Felix Magath ist ein Kind der Bundesliga und weiß ganz genau, wie man im Fußball erfolgreich ist. Auf skysport.de spricht er über das Abschneiden der deutschen Mannschaft bei der WM, woran es in der Ausbildung hakt, Oliver Bierhoff und Lionel Messi.
Felix Magath hat in seiner Karriere selbst fast alles erlebt. Zuletzt hat er Hertha BSC vor dem Abstieg gerettet. Mit dem FC Bayern hat er zweimal das Double gewonnen, zudem wurde er 2009 Sensations-Meister mit dem VfL Wolfsburg. Als Profi gewann er die Deutsche Meisterschaft und den Europapokal mit dem HSV und wurde Europameister mit Deutschland. Bereits in Teil eins des Interviews sprach er mit Sky Sport unter anderem über Manuel Neuer, Alexander Nübel, den FC Schalke 04 und den HSV.
Skysport.de: Herr Magath, ist Argentinien verdient Weltmeister geworden?
Magath: "Wer am Ende oben steht, hat es immer verdient. Ich kann mich an keine WM erinnern, bei der es einer Mannschaft gelungen wäre, alle sieben Spiele souverän und glanzvoll zu bestreiten. Ein wenig Glück auf dem Weg zum Thron war stets mit von der Partie und so auch dieses Mal. Aber sie sind zurecht Weltmeister. Es waren zwei Top-Mannschaften im Endspiel und wie so oft hätte es auch anders ausgehen können. Ein dummes Foul von Dembele im Strafraum hat Argentinien auf die Siegerstraße gebracht. Spieler, die im Grunde nicht verteidigen wollen und können, sollten es am besten nie tun.
Skysport.de: Ist Messi nun endgültig der beste Fußballer aller Zeiten?
Magath: "Das ist eine Spielerei der Journalisten und Fans. Heißt es nicht immer, es sei ein Mannschaftssport? Ich habe als Trainer immer versucht dagegenzuwirken. Es ist die Mannschaft als solche, die im Mittelpunkt stehen muss. Wieso ist Argentinien mit Messi Weltmeister geworden?

---*---

Deine Aufgaben:
• a. Fasse das Interview mit Felix Magath in zwei Sätzen zusammen.
• b. Schreibe das Interview mit Felix Magath im Anschluss an seinen letzten Satz weiter.

Einträge zur Beschriftung von Regionen
---*---

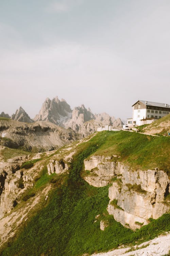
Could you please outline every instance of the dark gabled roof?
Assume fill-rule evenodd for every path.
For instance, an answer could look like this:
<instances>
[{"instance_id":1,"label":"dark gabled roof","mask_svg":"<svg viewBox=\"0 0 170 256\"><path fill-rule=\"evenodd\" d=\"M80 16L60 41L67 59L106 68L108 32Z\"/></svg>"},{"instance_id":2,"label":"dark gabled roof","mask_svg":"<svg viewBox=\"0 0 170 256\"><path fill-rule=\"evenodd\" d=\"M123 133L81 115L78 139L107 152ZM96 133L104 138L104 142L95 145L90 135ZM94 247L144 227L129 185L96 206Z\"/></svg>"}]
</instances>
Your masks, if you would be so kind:
<instances>
[{"instance_id":1,"label":"dark gabled roof","mask_svg":"<svg viewBox=\"0 0 170 256\"><path fill-rule=\"evenodd\" d=\"M132 106L133 106L134 105L135 105L138 102L140 101L144 104L147 106L158 106L160 107L161 108L170 108L170 105L168 104L167 104L165 103L159 103L158 102L152 102L152 101L147 101L145 100L139 100L137 101L136 101Z\"/></svg>"}]
</instances>

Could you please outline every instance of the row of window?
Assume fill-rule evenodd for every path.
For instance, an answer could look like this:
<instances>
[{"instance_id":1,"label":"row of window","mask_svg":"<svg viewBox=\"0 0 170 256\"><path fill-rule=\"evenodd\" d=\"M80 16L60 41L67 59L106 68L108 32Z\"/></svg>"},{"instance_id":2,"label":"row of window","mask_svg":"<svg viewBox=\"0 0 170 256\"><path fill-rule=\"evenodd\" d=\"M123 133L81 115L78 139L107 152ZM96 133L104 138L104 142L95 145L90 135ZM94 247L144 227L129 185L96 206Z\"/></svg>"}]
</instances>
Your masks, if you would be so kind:
<instances>
[{"instance_id":1,"label":"row of window","mask_svg":"<svg viewBox=\"0 0 170 256\"><path fill-rule=\"evenodd\" d=\"M147 117L148 117L148 118L149 118L149 117L149 117L149 115L148 115L148 116L147 116ZM158 118L158 116L153 116L153 115L151 115L151 116L150 117L151 117L151 118L152 117L154 117L154 118L157 118L157 119ZM159 118L160 119L160 118L161 118L162 117L162 116L159 116Z\"/></svg>"},{"instance_id":2,"label":"row of window","mask_svg":"<svg viewBox=\"0 0 170 256\"><path fill-rule=\"evenodd\" d=\"M150 111L151 111L150 110L150 109L147 110L147 112L148 113L150 113ZM140 110L139 110L139 112L140 112ZM157 110L155 110L155 112L154 112L154 110L151 110L151 113L155 113L155 114L158 114L158 111ZM169 113L169 112L167 111L162 111L162 113L168 115ZM159 114L162 114L162 111L159 111Z\"/></svg>"}]
</instances>

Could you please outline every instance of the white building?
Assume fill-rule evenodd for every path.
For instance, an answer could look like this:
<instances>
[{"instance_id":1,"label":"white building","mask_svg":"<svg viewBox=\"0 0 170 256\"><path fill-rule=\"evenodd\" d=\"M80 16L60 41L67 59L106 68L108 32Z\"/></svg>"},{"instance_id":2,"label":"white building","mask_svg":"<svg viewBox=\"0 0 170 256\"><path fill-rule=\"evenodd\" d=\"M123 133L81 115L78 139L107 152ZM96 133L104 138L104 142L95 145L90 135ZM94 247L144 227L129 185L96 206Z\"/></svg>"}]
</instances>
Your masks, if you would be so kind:
<instances>
[{"instance_id":1,"label":"white building","mask_svg":"<svg viewBox=\"0 0 170 256\"><path fill-rule=\"evenodd\" d=\"M170 106L164 103L139 100L132 106L133 117L127 119L129 126L150 124L170 114Z\"/></svg>"}]
</instances>

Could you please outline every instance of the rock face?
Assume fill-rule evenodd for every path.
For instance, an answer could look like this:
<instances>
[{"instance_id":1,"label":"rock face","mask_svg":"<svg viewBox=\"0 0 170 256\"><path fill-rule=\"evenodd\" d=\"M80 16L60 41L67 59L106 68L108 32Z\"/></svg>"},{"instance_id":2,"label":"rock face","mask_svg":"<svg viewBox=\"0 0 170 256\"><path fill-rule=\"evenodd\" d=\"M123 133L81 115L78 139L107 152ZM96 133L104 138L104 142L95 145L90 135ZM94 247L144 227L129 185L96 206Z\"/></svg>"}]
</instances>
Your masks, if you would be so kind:
<instances>
[{"instance_id":1,"label":"rock face","mask_svg":"<svg viewBox=\"0 0 170 256\"><path fill-rule=\"evenodd\" d=\"M116 119L106 113L94 115L84 105L76 107L72 110L65 100L60 101L57 96L52 100L46 99L34 120L48 121L66 129L72 129L85 136L96 131L98 127L106 125L120 127L123 125L120 118Z\"/></svg>"},{"instance_id":2,"label":"rock face","mask_svg":"<svg viewBox=\"0 0 170 256\"><path fill-rule=\"evenodd\" d=\"M32 124L0 120L0 144L29 151L52 150L81 138L73 131L46 122Z\"/></svg>"},{"instance_id":3,"label":"rock face","mask_svg":"<svg viewBox=\"0 0 170 256\"><path fill-rule=\"evenodd\" d=\"M103 187L109 183L116 175L116 164L111 161L112 157L93 156L84 161L85 170L90 171L90 175L84 177L86 181L94 187Z\"/></svg>"},{"instance_id":4,"label":"rock face","mask_svg":"<svg viewBox=\"0 0 170 256\"><path fill-rule=\"evenodd\" d=\"M71 119L65 124L66 128L70 127L77 132L85 122L94 119L95 116L90 109L87 109L84 105L75 108L72 112Z\"/></svg>"},{"instance_id":5,"label":"rock face","mask_svg":"<svg viewBox=\"0 0 170 256\"><path fill-rule=\"evenodd\" d=\"M11 119L16 121L26 123L33 123L34 122L21 106L17 110L15 114L12 115Z\"/></svg>"},{"instance_id":6,"label":"rock face","mask_svg":"<svg viewBox=\"0 0 170 256\"><path fill-rule=\"evenodd\" d=\"M49 175L54 173L60 174L68 171L69 169L67 163L62 160L60 161L52 160L47 167Z\"/></svg>"},{"instance_id":7,"label":"rock face","mask_svg":"<svg viewBox=\"0 0 170 256\"><path fill-rule=\"evenodd\" d=\"M17 204L17 198L23 189L31 186L31 179L20 169L22 163L29 157L21 156L0 162L0 219Z\"/></svg>"},{"instance_id":8,"label":"rock face","mask_svg":"<svg viewBox=\"0 0 170 256\"><path fill-rule=\"evenodd\" d=\"M5 117L5 118L10 118L10 117L8 114L5 114L4 112L2 112L0 114L0 117Z\"/></svg>"},{"instance_id":9,"label":"rock face","mask_svg":"<svg viewBox=\"0 0 170 256\"><path fill-rule=\"evenodd\" d=\"M70 119L72 113L70 106L65 100L62 99L60 101L57 96L52 100L48 98L34 120L35 121L48 121L64 127L64 124Z\"/></svg>"},{"instance_id":10,"label":"rock face","mask_svg":"<svg viewBox=\"0 0 170 256\"><path fill-rule=\"evenodd\" d=\"M167 175L158 169L132 171L117 161L100 156L84 160L85 168L90 171L85 180L97 187L109 183L109 214L124 226L133 229L149 223L168 212L165 201L170 192Z\"/></svg>"}]
</instances>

---*---

Lösungen je Aufgabe:
• a. Felix Magath, der mit dem FC Bayern zweimal das Double gewann und 2009 mit dem VfL Wolfsburg Meister wurde, spricht mit Sky Sport über die WM. Er hält Argentinien für einen verdienten Weltmeister, der wie jeder Titelträger auch etwas Glück hatte, und nennt die Frage nach dem besten Fußballer aller Zeiten eine Spielerei, weil für ihn die Mannschaft im Mittelpunkt stehen muss.

• b.
Skysport.de: Sagen Sie es uns…
Magath: "Weil sie ihn so akzeptiert haben, wie er ist. Er durfte sich auf seine Ballaktionen konzentrieren. Er bekam mit dem Ball seine Freiheiten. Da ist er außergewöhnlich und hat die Spiele dann auch oft entschieden. Die Mannschaft hat ihn unterstützt und ohne sie wäre er jetzt nicht dort, wo er ist. Das ist die große Kunst."
Skysport.de: Konnten Sie bei der WM fußballerische Trends entdecken?
Magath: "Ich bin keiner, der schnell jubelt. Aus meiner Sicht ist die Mentalität einer Mannschaft das Wichtigste. Und somit sind wir bei den Marokkanern. Sie haben mit Sicherheit nicht die Qualität, die viele andere Teams hatten. Aber alle haben für das Team gespielt, Einsatz und Wille ohne Ende gezeigt. Zusammenhalt, Laufbereitschaft, Kampf. Wer gut verteidigt hat, war bei dieser WM erfolgreich. Das ist bei ihnen im Haus sicher nicht anders."
Skysport.de: Wie meine Sie das?
Magath: "Wenn sie in ihrem Job ein nettes und freundliches Gesicht haben, dann bringt ihnen das möglicherweise einen Pluspunkt. Aber nicht mehr. Sie müssen sich durch Qualität durchsetzen. Und das ist im Sport, bei dem es auch noch einen Gegner gibt, der gewinnen will, viel extremer. Man muss sich durchsetzen wollen, koste es, was es wolle."
Skysport.de: Wieso ist die Deutsche Nationalmannschaft so früh ausgeschieden?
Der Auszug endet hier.